#### [Data records]
────────────────────

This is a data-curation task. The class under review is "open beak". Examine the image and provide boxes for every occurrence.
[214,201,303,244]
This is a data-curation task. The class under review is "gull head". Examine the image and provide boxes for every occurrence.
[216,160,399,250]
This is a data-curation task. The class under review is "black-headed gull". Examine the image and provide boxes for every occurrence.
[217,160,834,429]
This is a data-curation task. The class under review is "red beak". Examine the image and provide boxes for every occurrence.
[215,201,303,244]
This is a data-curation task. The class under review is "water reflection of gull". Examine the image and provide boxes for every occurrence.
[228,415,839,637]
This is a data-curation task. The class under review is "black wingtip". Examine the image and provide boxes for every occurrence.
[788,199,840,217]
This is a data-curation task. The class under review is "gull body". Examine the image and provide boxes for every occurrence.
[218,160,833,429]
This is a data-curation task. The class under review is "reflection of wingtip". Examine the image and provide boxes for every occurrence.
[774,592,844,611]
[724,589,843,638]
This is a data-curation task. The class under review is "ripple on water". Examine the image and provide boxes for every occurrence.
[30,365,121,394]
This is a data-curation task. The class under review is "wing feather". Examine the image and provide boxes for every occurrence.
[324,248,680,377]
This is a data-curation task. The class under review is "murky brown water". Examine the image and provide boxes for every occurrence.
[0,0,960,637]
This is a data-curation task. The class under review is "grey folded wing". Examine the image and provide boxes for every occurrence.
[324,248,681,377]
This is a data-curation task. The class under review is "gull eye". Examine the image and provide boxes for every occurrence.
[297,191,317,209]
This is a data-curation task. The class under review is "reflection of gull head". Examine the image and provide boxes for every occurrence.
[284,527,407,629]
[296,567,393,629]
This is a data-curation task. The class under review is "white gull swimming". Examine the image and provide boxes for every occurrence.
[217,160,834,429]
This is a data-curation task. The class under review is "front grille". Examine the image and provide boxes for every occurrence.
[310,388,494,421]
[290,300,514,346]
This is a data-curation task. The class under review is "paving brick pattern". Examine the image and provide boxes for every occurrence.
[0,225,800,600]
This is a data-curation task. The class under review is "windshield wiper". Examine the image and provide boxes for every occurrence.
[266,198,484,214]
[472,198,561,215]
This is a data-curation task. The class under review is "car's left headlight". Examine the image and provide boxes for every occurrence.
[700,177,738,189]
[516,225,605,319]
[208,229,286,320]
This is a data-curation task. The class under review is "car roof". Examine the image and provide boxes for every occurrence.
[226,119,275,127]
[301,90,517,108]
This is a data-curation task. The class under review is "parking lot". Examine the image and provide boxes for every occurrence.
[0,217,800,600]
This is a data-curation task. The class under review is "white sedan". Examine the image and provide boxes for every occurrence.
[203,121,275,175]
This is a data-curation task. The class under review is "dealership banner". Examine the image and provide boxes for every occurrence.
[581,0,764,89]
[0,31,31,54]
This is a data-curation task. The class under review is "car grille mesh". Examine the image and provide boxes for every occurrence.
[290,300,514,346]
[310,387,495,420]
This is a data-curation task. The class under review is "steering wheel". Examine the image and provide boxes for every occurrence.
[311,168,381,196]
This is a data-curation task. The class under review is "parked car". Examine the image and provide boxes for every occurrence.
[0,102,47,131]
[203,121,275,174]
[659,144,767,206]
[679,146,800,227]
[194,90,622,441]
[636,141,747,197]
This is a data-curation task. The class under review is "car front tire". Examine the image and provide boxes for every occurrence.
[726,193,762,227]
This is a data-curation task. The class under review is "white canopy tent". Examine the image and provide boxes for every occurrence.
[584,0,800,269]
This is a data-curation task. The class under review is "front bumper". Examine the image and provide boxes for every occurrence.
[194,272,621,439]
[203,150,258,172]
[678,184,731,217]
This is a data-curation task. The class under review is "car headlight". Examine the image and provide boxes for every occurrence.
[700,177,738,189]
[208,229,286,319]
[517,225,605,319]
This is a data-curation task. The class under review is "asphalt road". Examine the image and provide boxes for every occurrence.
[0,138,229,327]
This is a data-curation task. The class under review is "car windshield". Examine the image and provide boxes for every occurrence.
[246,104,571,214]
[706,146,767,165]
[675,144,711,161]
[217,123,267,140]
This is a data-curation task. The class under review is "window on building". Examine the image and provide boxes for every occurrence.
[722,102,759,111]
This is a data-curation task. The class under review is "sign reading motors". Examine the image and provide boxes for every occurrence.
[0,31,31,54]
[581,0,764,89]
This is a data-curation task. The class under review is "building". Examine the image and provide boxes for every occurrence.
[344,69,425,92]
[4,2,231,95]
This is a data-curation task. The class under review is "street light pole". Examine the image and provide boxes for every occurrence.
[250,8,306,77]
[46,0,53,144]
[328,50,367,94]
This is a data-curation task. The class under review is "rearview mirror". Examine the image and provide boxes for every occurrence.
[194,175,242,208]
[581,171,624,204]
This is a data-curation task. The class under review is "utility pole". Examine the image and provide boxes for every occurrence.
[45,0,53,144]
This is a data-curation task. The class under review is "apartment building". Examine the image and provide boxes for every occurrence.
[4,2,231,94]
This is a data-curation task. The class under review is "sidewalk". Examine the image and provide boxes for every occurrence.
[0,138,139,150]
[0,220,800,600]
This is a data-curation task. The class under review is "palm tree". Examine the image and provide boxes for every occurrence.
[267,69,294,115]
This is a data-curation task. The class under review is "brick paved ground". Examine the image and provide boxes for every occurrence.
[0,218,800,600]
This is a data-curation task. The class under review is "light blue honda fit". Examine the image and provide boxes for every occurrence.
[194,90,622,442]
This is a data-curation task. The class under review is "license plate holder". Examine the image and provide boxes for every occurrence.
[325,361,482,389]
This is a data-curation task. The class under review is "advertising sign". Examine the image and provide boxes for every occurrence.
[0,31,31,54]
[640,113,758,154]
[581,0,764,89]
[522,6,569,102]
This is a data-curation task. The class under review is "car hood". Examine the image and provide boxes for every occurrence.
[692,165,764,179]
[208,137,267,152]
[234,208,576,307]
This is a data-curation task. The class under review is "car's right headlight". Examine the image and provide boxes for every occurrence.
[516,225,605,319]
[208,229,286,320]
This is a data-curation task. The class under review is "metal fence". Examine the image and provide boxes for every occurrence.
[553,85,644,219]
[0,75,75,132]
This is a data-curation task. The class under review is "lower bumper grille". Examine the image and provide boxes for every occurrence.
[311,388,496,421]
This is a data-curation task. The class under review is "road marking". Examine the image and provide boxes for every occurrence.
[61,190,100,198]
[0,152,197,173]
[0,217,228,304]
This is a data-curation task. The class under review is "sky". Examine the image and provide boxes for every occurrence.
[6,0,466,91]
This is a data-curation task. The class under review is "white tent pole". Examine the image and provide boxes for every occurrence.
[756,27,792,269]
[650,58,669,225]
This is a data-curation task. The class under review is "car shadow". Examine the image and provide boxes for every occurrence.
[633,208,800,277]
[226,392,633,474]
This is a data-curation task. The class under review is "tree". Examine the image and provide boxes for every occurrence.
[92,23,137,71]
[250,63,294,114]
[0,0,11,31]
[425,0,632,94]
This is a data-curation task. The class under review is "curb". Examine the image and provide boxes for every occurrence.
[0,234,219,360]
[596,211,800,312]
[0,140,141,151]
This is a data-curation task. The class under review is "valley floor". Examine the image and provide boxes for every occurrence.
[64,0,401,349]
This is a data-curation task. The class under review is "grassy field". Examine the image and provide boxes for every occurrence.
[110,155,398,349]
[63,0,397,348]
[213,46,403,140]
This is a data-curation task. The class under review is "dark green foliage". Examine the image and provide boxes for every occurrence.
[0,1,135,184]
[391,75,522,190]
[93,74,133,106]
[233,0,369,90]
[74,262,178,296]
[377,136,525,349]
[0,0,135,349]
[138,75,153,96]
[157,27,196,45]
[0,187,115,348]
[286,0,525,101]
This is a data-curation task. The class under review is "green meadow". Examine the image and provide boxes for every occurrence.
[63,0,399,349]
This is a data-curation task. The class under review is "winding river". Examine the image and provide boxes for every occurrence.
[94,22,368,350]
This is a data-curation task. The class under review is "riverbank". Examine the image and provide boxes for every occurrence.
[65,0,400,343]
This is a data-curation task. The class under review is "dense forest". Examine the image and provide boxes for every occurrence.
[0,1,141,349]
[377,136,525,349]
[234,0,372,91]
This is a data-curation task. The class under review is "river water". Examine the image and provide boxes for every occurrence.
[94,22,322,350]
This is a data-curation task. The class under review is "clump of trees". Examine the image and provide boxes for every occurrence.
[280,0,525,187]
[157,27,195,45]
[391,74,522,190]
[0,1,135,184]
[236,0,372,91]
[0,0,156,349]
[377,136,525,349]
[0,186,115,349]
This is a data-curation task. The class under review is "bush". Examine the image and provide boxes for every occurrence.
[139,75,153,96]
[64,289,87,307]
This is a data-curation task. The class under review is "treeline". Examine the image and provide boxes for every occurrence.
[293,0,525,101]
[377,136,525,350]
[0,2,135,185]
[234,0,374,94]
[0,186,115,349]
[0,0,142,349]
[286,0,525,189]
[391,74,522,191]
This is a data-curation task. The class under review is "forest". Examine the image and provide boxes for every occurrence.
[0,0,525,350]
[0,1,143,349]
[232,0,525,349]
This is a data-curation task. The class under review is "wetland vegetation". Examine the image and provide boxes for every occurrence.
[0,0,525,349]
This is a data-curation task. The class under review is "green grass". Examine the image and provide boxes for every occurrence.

────────────────────

#### [Work instructions]
Rewrite the items from the first line through the line containing "[215,201,303,244]", putting "Inspect" wherever "Examine" appears and changing nothing else.

#### [Correct response]
This is a data-curation task. The class under review is "open beak". Inspect the image and provide boxes for every occurrence.
[214,201,303,244]
This is a data-curation task. The class under review is "gull head". Inspect the image and provide boxes for every occurrence.
[216,160,399,250]
This is a data-curation task. The class under review is "black-headed gull". Inspect the image and provide boxes for every occurrence.
[217,160,834,429]
This is a data-curation task. The class under review is "red beak". Inspect the image and provide boxes for every occurrence.
[215,201,303,244]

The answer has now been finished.